_EXTRAIT DU TEXTE:_

· · · ·

M. [K], dans un mémoire en réponse notifié le 22 octobre 2009, a sollicité la fixation du loyer minimum garanti à la somme de 374,71 euros ht/hc par m² et par an.
Par acte signifié le 13 juillet 2011, la SA Mercialys a fait savoir à M. [K] qu’elle exerçait son droit d’option conformément aux dispositions de l’article L. 145-57 du code de commerce et refusait donc le renouvellement du bail en offrant le paiement d’une indemnité d’éviction à laquelle M. [K] pourrait prétendre en application de l’article L. 145-14 du code de commerce.
Le 10 novembre 2011, la SA Mercialys a assigné M. [K] devant le tribunal de grande instance d’Angers en fixation de l’indemnité d’éviction et en paiement d’une indemnité d’occupation.
Par ordonnance du 3 juin 2013, le juge de la mise en état de ce tribunal a ordonné une mesure d’expertise confiée à M. [Y] avec la mission de donner au tribunal tous les éléments lui permettant de déterminer la valeur locative des locaux considérés et l’indemnité d’éviction, lesquelles seront déterminées en fonction des caractéristiques des locaux, de leur destination, des obligations respectives des parties, des facteurs locaux de commercialité et des prix couramment pratiqués dans le voisinage, en identifiant les termes de comparaison utilisés.
L’expert a déposé son rapport le 27 mai 2015.

· · · ·

_ITEMS FOURNIS:_

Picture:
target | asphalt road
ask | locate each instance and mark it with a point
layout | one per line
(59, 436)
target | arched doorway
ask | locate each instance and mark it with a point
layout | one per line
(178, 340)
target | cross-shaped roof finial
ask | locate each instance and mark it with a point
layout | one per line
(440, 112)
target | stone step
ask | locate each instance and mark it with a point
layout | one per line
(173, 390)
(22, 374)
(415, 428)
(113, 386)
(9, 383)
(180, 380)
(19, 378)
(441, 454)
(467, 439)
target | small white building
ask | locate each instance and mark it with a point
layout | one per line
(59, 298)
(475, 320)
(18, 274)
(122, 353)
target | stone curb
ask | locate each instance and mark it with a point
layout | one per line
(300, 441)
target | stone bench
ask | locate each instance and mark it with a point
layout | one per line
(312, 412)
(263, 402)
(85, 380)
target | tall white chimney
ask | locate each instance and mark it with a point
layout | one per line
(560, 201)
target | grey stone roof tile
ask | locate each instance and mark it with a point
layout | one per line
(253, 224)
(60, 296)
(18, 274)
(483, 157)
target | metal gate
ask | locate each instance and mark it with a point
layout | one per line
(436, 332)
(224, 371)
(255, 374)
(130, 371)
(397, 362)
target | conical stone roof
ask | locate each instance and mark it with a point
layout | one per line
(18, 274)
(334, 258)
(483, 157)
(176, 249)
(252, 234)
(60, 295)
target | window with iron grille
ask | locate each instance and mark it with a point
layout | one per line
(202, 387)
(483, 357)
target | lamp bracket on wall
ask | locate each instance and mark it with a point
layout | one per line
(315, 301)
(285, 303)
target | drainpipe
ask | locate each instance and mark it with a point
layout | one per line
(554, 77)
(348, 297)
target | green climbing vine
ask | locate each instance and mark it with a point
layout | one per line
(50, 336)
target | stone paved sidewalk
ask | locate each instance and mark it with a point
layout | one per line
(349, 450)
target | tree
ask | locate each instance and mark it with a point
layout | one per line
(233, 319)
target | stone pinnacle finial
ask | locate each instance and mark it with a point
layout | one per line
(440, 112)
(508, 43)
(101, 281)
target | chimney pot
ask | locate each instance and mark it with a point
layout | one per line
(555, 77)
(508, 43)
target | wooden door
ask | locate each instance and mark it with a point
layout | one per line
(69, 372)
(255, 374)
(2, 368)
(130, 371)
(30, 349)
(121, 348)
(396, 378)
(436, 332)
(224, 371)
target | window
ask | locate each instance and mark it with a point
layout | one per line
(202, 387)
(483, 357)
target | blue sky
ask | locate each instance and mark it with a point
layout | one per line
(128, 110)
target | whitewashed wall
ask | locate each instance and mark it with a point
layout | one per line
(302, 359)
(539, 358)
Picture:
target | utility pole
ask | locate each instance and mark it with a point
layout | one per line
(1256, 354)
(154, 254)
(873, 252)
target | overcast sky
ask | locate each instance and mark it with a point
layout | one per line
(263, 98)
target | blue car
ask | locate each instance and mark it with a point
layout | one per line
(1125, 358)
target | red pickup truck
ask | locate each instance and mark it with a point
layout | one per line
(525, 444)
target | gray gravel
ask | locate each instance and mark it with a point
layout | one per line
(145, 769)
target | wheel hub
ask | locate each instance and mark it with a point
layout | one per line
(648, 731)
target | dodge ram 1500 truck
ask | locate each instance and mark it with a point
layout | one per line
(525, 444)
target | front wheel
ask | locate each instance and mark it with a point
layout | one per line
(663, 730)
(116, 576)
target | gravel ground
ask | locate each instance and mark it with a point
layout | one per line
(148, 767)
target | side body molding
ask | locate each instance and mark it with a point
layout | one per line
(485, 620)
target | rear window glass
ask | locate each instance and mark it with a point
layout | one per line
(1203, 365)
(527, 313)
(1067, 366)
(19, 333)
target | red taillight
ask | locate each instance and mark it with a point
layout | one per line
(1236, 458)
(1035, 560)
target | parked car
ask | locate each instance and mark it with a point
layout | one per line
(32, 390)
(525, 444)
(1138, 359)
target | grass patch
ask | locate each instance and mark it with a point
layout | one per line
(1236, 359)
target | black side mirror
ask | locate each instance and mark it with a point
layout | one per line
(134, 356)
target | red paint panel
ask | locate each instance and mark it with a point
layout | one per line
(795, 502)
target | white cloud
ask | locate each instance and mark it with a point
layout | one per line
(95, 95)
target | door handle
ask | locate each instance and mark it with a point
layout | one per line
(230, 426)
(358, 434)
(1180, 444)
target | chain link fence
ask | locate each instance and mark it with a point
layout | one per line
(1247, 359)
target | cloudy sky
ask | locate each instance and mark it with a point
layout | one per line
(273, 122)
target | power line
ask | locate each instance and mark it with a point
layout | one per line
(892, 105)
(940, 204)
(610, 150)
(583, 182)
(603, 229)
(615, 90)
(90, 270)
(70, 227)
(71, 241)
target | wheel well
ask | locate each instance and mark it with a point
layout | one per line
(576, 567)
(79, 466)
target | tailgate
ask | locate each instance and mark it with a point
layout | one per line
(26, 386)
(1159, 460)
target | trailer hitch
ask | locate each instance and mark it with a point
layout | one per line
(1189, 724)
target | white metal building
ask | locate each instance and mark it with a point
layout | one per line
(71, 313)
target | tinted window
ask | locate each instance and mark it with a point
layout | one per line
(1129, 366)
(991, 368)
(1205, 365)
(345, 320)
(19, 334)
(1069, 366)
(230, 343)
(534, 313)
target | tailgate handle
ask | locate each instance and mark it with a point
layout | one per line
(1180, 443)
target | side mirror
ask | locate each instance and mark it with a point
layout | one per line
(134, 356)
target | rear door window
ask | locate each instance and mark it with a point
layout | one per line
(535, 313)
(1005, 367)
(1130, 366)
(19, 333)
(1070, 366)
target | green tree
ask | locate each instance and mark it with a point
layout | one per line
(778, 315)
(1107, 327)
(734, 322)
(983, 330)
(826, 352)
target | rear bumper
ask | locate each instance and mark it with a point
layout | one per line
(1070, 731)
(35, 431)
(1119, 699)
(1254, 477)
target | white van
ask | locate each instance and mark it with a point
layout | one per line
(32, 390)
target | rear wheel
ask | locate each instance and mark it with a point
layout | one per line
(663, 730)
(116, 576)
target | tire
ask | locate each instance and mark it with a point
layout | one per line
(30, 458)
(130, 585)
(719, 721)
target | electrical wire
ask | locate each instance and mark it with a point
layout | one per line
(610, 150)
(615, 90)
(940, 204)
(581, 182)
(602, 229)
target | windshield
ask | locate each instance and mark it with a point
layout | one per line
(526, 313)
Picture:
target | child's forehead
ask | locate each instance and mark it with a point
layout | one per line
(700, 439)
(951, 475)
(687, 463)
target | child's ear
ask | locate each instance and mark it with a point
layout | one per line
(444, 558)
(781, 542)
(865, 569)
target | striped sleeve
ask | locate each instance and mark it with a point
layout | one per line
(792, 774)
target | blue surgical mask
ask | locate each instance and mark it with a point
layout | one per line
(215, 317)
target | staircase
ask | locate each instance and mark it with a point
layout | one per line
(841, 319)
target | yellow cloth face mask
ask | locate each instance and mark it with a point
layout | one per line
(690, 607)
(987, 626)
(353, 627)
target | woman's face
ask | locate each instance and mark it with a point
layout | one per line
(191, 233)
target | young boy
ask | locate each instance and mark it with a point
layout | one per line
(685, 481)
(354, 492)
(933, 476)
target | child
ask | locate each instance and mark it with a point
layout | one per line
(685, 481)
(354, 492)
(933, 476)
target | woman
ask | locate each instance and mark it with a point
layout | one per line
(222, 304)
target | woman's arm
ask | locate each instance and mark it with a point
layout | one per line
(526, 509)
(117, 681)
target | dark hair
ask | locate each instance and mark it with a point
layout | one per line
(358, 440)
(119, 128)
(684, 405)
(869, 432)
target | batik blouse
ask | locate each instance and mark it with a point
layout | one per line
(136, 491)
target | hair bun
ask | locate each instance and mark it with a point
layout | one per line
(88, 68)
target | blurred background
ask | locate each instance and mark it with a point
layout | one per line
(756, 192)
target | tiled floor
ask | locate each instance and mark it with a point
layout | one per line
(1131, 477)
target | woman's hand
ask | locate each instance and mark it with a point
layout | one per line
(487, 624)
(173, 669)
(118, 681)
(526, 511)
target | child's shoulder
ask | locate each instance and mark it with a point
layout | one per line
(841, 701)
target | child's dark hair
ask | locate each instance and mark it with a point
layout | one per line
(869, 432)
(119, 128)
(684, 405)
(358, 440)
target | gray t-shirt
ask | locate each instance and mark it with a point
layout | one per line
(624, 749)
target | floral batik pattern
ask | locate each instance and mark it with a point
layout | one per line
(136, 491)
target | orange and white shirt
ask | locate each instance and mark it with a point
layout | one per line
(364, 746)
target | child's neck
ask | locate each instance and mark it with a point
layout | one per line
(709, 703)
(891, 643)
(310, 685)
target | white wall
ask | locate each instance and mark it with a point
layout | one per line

· · · ·

_CONSIGNE:_ Mettez à jour l'extrait de la procédure en le recopiant depuis les mots « Par acte signifié » jusqu'après « code de commerce. », et remplacez « bail » par « contrat de bail ».

_RÉPONSE ATTENDUE:_
Par acte signifié le 13 juillet 2011, la SA Mercialys a fait savoir à M. [K] qu’elle exerçait son droit d’option conformément aux dispositions de l’article L. 145-57 du code de commerce et refusait donc le renouvellement du contrat de bail en offrant le paiement d’une indemnité d’éviction à laquelle M. [K] pourrait prétendre en application de l’article L. 145-14 du code de commerce.